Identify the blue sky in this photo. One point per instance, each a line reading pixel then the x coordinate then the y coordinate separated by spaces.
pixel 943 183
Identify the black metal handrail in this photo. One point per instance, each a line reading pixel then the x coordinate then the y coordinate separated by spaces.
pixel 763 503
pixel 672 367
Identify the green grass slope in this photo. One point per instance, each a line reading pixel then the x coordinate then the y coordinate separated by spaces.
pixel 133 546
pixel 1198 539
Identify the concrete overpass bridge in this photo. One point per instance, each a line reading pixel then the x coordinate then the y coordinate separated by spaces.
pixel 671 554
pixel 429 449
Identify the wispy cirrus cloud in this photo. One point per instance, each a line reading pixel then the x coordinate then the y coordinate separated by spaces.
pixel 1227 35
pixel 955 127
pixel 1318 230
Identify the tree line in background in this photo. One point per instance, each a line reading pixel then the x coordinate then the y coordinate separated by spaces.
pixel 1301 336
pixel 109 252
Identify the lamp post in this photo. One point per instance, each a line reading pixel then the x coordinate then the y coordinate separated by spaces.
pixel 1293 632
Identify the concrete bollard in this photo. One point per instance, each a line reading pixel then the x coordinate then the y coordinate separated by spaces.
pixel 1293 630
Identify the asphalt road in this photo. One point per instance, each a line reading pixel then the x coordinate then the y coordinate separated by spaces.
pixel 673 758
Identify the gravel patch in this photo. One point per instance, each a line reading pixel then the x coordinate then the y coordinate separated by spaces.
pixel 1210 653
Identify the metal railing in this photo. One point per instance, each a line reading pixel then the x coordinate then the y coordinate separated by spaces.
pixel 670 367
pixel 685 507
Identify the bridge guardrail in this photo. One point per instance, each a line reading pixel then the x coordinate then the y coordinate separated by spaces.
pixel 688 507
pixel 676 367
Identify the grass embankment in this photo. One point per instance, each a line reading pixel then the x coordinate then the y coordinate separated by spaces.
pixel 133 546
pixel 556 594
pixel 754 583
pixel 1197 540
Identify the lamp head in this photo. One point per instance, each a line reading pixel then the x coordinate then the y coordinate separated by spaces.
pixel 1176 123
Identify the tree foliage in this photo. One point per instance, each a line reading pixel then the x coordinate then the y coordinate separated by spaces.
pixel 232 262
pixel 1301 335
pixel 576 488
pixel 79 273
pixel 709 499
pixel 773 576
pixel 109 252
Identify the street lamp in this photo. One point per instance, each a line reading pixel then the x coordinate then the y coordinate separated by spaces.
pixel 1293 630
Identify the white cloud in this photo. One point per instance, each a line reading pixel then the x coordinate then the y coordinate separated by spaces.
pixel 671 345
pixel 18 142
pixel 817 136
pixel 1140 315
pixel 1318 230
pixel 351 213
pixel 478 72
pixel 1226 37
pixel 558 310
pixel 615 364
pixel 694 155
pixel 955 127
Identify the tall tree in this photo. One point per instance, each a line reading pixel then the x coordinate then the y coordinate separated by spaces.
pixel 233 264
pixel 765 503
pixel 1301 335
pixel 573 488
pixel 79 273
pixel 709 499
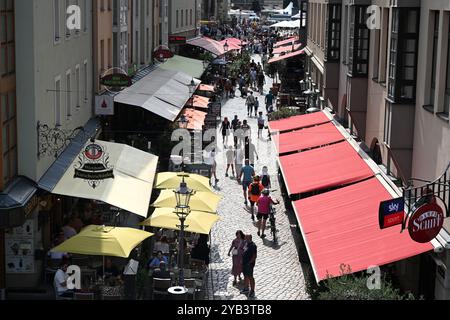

·····

* [TO DO]
What is needed is the whole listing again, set down exactly, without its pictures.

* [WRITTEN SOLUTION]
Identify the blue sky in this photo. One point per instance, each a line reading pixel then the x coordinate then the y coordinate separated by spaces.
pixel 943 183
Identify the black metal handrail in this photo. One point per instance, each a line reading pixel then the x coordinate then the y coordinate separated by spaces.
pixel 763 503
pixel 672 367
Identify the green grass slope in this photo. One point per instance, each a line reading pixel then the x coordinate then the y coordinate separated by spaces.
pixel 133 546
pixel 1198 539
Identify the concrete overpass bridge in this photo. One point per instance, each a line reading pixel then the x coordinate then the y coordinate separated by spaces.
pixel 671 554
pixel 429 449
Identify the wispy cirrus cloud in this photo. One point per instance, each a line reading pixel then the x coordinate then the y coordinate separated by spaces.
pixel 1227 35
pixel 955 127
pixel 1318 230
Identify the tree line in background in this photo. One point per instance, each a line reading pixel then the x coordinate then the y coordinate separated by spaces.
pixel 1301 336
pixel 109 252
Identify the lamp post in this photo. One point per instance, each a line reading pixel then the x coordinate then the y coordinate separated by spaces.
pixel 1293 632
Identify the concrete bollard in this photo. One point per instance, each a line reading pixel then the x coordinate then the y coordinate separated by spaces.
pixel 1293 630
Identify the asphalt road in this photo. One point per instance, each a line reading pixel then the x coordinate then the y coordinate separated by spaces.
pixel 673 758
Identify the gravel patch in this photo. One point per instance, each a line reading pixel then the x coordinate then the y coordinate separated by spaces.
pixel 1210 653
Identify the metal railing in this photo. One point per instance, each a line reading pixel then the x coordinate then the y coordinate separated by spaces.
pixel 670 367
pixel 685 507
Identify the bridge guardrail in this photo. One point per instance, each a line reading pixel then the x coordinate then the y coordinate separated by spaces.
pixel 688 507
pixel 676 367
Identify the grass embankment in this photo. One point per instance, each a line reading pixel then the x coordinate then the y coordinate separated by spaces.
pixel 133 546
pixel 556 594
pixel 754 583
pixel 1197 540
Identify the lamp head in this photo. One point per instance, each a line reading pixel then the x coordinate then the y coordinate separated by spaces.
pixel 1176 123
Identify the tree foliage in this photo. One point per instance, each a line reading pixel then the x coordinate then the y coordinate separated by spaces.
pixel 232 262
pixel 1301 335
pixel 576 488
pixel 79 273
pixel 709 499
pixel 773 576
pixel 109 252
Identify the street lamp in this photo. One point per instance, each a line reading pixel then the x coordinate then the y coordinate separated by spaces.
pixel 1293 630
Identify the white cloud in this photo. One point per instance, each a line reading pixel then the x coordinate then the y coordinate separated by spaces.
pixel 671 345
pixel 18 142
pixel 817 136
pixel 1140 315
pixel 1318 230
pixel 351 213
pixel 478 72
pixel 1226 37
pixel 558 310
pixel 615 364
pixel 694 155
pixel 955 127
Identify the tall tree in this photo. One point per instance, each a line reading pixel then the x coordinate then the y coordinate separated by spaces.
pixel 233 264
pixel 765 503
pixel 1301 335
pixel 573 488
pixel 79 273
pixel 709 499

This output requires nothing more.